Exercise prompt:
Write out once more the lines running from the top of the entries below to the line with "Target: car roof", both ends included.

(Source data)
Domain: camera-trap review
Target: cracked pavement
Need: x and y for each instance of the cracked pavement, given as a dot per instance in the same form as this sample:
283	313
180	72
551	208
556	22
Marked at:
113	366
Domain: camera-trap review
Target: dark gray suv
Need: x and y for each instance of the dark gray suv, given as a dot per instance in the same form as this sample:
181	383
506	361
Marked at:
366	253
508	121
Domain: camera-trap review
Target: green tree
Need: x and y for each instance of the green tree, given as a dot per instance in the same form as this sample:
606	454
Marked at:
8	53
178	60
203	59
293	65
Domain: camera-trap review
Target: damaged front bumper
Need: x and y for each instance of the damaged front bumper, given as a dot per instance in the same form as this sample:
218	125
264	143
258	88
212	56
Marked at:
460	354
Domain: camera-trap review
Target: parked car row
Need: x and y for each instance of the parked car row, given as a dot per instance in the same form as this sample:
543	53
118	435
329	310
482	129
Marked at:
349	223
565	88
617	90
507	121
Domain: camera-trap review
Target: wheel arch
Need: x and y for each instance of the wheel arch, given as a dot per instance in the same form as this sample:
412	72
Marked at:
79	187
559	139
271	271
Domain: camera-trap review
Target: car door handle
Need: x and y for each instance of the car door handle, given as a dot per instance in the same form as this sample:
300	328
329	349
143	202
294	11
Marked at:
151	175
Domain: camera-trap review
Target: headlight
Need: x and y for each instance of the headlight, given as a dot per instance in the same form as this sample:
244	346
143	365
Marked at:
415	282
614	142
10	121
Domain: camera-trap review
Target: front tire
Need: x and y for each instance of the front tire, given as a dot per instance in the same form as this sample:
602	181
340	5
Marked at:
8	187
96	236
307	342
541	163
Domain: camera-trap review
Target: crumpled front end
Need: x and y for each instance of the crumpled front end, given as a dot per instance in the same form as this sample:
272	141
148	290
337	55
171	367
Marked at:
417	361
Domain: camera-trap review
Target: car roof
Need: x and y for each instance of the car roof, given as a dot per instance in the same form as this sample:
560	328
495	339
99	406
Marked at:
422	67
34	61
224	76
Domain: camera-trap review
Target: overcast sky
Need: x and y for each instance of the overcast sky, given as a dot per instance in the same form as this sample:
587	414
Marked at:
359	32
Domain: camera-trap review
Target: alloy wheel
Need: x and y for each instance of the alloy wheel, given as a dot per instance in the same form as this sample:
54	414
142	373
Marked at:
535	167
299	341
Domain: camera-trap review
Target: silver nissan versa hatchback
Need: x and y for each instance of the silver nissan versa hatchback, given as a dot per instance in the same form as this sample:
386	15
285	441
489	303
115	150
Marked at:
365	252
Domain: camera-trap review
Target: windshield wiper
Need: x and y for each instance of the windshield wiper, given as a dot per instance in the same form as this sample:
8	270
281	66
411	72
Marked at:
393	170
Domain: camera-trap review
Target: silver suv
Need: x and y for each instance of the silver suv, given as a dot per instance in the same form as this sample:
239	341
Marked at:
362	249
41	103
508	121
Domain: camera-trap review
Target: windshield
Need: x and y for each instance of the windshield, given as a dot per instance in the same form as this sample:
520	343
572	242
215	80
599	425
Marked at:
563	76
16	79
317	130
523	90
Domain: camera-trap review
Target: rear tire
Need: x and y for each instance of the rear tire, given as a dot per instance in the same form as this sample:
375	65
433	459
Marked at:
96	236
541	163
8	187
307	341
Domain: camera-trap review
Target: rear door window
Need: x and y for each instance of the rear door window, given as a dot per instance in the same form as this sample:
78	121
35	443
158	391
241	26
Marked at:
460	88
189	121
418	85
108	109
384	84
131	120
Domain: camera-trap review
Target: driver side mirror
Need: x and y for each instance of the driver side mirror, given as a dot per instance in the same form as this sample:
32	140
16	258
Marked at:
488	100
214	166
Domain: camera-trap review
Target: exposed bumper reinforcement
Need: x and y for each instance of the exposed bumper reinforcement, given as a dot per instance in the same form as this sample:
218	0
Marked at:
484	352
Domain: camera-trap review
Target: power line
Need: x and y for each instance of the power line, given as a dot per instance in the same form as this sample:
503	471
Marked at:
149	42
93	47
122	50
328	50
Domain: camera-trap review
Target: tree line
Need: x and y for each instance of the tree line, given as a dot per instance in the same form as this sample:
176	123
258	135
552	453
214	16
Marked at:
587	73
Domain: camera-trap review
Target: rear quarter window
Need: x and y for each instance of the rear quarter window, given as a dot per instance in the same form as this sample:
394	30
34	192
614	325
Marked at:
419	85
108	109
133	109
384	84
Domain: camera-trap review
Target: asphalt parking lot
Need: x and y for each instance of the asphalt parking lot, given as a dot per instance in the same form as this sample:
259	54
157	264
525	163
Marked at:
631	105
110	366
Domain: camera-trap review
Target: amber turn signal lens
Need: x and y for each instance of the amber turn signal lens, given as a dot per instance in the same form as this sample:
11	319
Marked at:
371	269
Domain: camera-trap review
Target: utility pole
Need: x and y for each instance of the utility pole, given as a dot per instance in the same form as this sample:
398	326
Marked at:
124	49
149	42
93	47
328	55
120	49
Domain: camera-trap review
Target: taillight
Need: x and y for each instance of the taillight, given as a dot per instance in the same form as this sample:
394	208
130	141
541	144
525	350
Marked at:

Output below:
Domain: camera-trap review
Target: cracked pavement
Need: x and y for each instance of the cracked pavement, given as a dot per instance in the same form as this sample:
283	313
180	72
551	208
556	22
Marked at:
113	366
Domain: camera-trap review
Target: dark gray suv
Need: x and y for each instance of the dark gray suv, given as a dot per instance in the same form as this sample:
181	383
506	361
Marked at:
366	253
508	121
Domain: camera-trap review
Target: green tree
Need: x and y for each instance of the green tree, given as a dot per instance in the same form as this sample:
606	454
Marked at:
8	53
178	60
203	59
293	65
Domain: camera-trap review
Target: damaged front bumper
Need: x and y for each instance of the damaged front bumper, given as a dot per instance in the same form as this sample:
218	125
264	143
258	88
212	56
Marked at:
460	354
Domain: camera-trap review
Target: parked car row
Need: x and y for each instance of the parked car row, given as a dot per instance in the same form as this sample:
543	53
118	435
329	310
482	129
Marked at:
349	223
565	88
617	90
507	121
Domain: camera-trap review
Target: wheel arch
Need: x and y for each instance of the wheel arch, given as a dot per instance in the same form as this sample:
412	72
Marked at:
79	187
559	139
271	271
Domain: camera-trap review
Target: car door handle
Need: x and y for each instance of the car door handle, given as a dot per instance in the same form as this sample:
300	328
329	349
143	202
294	11
Marked at:
151	175
Domain: camera-trap review
Target: headlight
Need: x and y for each instance of the headlight, given as a dot per instance in the same form as this sample:
244	346
143	365
Marked at:
415	282
614	142
10	121
Domain: camera-trap review
Target: front tire
Need: x and y for each instance of the front tire, given as a dot per instance in the same form as this sample:
602	181
340	5
Marked at:
8	187
96	236
307	342
541	163
Domain: camera-trap review
Target: crumpled front end
Need: x and y for each instance of the crumpled front end, given as a dot per instance in the same form as this sample:
272	141
148	290
337	55
171	367
Marked at:
417	361
Domain: camera-trap review
Target: car roof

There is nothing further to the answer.